━━ SOURCE MATERIAL ━━

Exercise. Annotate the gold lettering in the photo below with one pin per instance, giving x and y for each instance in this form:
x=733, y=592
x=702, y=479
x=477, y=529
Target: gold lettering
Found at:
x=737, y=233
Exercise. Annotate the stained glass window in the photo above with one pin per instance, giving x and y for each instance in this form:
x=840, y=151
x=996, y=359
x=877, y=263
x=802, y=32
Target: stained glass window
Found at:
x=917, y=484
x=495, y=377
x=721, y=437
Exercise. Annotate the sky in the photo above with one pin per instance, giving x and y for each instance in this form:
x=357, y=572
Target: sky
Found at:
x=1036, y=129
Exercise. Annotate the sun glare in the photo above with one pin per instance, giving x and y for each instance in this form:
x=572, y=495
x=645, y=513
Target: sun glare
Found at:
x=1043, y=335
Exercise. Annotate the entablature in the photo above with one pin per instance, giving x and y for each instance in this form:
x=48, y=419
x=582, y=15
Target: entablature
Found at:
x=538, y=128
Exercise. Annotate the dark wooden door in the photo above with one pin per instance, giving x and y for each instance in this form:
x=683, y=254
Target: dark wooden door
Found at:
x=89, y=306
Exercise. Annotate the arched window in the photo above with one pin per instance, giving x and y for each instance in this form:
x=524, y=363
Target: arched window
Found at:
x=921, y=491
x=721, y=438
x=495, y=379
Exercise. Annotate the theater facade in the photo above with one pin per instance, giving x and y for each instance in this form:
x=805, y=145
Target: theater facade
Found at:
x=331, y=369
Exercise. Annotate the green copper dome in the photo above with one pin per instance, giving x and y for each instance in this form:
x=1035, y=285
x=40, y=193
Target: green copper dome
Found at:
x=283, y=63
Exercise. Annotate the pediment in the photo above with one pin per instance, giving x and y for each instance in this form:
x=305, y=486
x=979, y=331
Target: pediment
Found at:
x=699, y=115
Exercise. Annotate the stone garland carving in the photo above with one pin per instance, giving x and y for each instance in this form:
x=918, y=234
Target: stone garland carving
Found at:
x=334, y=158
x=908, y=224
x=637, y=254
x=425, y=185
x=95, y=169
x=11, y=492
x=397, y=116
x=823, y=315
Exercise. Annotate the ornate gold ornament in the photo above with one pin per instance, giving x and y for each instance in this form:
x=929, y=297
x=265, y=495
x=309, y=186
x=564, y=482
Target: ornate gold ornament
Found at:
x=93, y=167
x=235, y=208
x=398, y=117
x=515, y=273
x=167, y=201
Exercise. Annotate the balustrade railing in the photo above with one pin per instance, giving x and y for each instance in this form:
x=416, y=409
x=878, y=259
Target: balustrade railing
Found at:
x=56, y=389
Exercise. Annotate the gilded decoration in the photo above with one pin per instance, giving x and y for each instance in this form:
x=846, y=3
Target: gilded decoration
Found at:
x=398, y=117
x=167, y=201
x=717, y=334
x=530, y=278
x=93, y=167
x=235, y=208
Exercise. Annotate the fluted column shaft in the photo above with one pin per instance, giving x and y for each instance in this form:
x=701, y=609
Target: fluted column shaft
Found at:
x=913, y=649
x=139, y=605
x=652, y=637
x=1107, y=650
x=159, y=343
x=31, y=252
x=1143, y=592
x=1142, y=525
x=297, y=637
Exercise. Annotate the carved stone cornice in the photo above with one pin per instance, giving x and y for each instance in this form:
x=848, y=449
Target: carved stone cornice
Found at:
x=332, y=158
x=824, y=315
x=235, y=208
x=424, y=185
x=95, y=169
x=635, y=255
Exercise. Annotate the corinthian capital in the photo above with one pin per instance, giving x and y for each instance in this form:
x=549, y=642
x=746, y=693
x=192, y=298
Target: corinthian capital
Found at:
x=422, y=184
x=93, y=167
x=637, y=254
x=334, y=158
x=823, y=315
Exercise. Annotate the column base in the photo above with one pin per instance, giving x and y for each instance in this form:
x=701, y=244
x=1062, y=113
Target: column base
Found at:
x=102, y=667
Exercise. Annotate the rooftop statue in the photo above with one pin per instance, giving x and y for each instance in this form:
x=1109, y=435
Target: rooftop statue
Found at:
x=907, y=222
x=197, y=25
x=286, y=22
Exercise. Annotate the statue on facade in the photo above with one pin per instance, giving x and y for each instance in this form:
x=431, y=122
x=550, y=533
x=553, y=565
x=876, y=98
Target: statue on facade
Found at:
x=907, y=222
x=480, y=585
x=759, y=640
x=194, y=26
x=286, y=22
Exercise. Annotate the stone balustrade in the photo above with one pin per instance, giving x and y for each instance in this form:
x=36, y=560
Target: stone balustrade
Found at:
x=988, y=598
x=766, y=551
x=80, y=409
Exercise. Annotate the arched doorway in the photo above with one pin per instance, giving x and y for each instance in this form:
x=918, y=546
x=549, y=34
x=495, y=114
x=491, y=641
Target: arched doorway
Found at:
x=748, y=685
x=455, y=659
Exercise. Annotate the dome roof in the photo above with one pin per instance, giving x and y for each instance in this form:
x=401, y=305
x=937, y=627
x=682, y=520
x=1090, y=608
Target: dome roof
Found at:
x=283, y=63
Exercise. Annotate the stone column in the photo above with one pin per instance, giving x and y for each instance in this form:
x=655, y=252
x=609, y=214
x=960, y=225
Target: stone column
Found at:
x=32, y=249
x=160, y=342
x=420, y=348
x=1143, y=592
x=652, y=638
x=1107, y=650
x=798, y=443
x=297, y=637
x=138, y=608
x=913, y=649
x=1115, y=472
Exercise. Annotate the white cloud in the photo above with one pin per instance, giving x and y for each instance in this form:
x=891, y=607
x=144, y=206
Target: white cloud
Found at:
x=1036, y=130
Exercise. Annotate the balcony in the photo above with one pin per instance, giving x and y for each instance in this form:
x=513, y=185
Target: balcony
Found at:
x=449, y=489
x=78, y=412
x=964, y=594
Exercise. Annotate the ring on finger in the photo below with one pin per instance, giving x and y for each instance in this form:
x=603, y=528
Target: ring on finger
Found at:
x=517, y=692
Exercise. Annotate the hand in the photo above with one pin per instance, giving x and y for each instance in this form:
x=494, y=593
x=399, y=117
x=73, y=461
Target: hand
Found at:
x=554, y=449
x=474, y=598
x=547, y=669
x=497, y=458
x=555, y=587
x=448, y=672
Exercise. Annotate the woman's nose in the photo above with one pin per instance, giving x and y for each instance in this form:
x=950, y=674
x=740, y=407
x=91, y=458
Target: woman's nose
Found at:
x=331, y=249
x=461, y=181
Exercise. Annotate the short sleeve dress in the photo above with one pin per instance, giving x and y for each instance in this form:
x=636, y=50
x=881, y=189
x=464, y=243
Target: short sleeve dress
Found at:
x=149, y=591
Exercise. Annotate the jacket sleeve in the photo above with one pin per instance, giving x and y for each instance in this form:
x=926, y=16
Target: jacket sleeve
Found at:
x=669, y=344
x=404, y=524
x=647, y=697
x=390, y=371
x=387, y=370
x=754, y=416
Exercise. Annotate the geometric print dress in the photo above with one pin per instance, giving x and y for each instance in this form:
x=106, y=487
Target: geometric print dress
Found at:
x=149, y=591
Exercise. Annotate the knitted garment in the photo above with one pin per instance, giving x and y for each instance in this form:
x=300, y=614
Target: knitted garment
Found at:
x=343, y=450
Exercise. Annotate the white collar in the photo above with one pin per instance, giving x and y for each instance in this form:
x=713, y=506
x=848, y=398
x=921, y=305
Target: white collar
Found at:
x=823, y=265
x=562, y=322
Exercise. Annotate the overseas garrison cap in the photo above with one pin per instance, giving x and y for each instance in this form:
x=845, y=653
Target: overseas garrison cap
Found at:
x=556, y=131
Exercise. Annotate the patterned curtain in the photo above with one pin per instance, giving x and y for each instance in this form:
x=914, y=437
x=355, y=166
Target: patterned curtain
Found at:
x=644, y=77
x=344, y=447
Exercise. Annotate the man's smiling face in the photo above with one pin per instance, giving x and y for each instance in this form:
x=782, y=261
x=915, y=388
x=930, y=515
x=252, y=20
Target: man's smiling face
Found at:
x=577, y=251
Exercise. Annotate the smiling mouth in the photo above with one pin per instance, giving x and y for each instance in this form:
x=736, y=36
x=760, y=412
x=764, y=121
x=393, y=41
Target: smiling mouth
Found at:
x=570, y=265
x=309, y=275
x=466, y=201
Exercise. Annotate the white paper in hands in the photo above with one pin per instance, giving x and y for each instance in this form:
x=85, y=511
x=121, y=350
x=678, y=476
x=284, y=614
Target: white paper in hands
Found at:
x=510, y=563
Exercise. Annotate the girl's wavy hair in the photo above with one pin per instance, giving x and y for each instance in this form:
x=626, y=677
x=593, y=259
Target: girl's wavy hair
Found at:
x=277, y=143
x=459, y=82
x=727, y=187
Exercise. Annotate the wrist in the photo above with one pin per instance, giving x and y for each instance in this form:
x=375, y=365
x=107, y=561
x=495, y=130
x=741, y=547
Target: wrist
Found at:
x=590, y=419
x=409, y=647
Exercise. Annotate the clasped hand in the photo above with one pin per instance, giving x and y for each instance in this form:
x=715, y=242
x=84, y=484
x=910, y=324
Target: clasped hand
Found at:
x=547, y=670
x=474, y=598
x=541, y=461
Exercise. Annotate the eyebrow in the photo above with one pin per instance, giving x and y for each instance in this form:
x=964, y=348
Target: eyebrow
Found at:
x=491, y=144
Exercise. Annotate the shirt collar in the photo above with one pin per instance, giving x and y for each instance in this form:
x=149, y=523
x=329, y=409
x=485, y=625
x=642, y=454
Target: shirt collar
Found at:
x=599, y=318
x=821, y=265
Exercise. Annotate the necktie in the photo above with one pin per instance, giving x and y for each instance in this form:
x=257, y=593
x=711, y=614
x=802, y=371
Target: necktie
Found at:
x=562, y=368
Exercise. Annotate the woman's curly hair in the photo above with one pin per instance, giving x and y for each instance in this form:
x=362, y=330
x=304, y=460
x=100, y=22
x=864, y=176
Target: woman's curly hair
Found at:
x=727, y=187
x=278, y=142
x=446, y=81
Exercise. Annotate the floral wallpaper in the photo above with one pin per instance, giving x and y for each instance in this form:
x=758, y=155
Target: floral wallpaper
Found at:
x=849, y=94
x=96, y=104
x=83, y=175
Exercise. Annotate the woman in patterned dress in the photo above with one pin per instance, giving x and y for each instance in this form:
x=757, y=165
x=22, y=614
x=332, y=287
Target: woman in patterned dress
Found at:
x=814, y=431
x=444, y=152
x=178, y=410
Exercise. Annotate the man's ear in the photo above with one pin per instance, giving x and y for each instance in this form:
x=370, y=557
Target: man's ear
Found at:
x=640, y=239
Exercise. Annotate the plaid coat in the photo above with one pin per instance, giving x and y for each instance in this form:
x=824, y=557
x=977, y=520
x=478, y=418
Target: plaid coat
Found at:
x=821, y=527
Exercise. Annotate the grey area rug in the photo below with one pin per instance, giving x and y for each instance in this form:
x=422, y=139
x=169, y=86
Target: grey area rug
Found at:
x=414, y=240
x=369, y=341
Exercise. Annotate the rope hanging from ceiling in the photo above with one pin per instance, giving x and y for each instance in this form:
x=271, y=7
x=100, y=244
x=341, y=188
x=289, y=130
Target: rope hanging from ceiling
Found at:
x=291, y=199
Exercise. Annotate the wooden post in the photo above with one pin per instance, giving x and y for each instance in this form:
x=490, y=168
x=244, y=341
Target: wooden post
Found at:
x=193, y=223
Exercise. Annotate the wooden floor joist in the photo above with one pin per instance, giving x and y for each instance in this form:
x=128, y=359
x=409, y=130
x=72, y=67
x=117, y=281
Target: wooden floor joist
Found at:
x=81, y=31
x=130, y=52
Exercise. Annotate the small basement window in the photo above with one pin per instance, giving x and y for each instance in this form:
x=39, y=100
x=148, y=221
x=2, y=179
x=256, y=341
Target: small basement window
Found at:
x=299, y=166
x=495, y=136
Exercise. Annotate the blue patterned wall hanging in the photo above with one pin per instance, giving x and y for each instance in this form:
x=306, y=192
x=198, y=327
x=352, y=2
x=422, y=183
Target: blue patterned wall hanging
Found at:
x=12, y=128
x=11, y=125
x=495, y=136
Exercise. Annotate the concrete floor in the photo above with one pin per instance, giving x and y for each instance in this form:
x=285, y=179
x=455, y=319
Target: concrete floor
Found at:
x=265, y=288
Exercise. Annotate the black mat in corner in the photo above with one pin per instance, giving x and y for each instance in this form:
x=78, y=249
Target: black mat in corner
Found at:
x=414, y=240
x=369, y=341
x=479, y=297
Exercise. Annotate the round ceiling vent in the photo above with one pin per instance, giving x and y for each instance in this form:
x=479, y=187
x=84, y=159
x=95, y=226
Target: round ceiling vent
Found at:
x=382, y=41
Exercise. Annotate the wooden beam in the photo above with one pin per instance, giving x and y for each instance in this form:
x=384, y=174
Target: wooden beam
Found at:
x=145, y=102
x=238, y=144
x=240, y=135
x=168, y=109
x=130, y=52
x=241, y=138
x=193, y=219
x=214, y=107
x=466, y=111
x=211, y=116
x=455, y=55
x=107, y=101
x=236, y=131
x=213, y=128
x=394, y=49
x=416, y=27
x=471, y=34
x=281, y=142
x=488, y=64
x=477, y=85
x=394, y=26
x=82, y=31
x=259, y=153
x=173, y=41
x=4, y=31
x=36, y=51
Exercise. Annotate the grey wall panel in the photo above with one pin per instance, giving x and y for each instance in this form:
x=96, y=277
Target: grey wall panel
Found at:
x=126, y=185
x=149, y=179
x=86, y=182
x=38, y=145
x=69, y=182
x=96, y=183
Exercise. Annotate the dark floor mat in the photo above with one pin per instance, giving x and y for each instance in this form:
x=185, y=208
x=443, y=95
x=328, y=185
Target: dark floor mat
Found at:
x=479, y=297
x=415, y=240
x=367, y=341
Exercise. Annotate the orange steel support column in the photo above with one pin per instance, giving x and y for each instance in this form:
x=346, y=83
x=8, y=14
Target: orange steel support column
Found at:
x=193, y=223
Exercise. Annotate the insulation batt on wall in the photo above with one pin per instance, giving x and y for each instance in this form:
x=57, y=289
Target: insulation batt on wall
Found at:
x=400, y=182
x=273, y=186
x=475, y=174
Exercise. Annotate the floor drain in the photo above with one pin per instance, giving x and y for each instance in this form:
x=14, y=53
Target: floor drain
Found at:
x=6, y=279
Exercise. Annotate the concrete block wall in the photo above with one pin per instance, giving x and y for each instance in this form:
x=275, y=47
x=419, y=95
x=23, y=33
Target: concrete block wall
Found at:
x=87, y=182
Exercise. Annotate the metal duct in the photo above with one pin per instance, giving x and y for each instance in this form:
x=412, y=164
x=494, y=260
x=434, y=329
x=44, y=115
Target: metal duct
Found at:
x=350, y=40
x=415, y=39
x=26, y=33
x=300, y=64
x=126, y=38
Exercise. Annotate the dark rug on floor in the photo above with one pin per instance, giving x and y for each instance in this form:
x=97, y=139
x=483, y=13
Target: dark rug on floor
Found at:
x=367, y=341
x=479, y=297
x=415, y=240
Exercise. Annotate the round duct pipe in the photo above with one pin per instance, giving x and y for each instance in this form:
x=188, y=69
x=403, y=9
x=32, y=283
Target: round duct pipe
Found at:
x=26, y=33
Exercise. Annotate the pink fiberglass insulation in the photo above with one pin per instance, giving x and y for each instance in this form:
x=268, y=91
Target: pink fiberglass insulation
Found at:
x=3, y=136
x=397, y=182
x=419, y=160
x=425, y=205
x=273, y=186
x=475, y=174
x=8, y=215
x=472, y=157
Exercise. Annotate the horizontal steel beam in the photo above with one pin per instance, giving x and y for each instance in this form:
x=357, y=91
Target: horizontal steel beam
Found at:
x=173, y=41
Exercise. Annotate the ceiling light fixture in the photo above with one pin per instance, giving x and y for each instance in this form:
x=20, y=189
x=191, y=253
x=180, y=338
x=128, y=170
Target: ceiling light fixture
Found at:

━━━

EXERCISE: Please pull out the part of the listing above that opens with the line containing "Exercise. Annotate the concrete floor" and closes with the line containing "x=265, y=288", and copy those lines word for word. Include both of those lines and nothing else.

RESPONSE:
Exercise. Annotate the concrete floor in the photo above with one pin per instance, giving x and y for each instance in this form:
x=285, y=179
x=455, y=319
Target: concrete floor
Found at:
x=265, y=288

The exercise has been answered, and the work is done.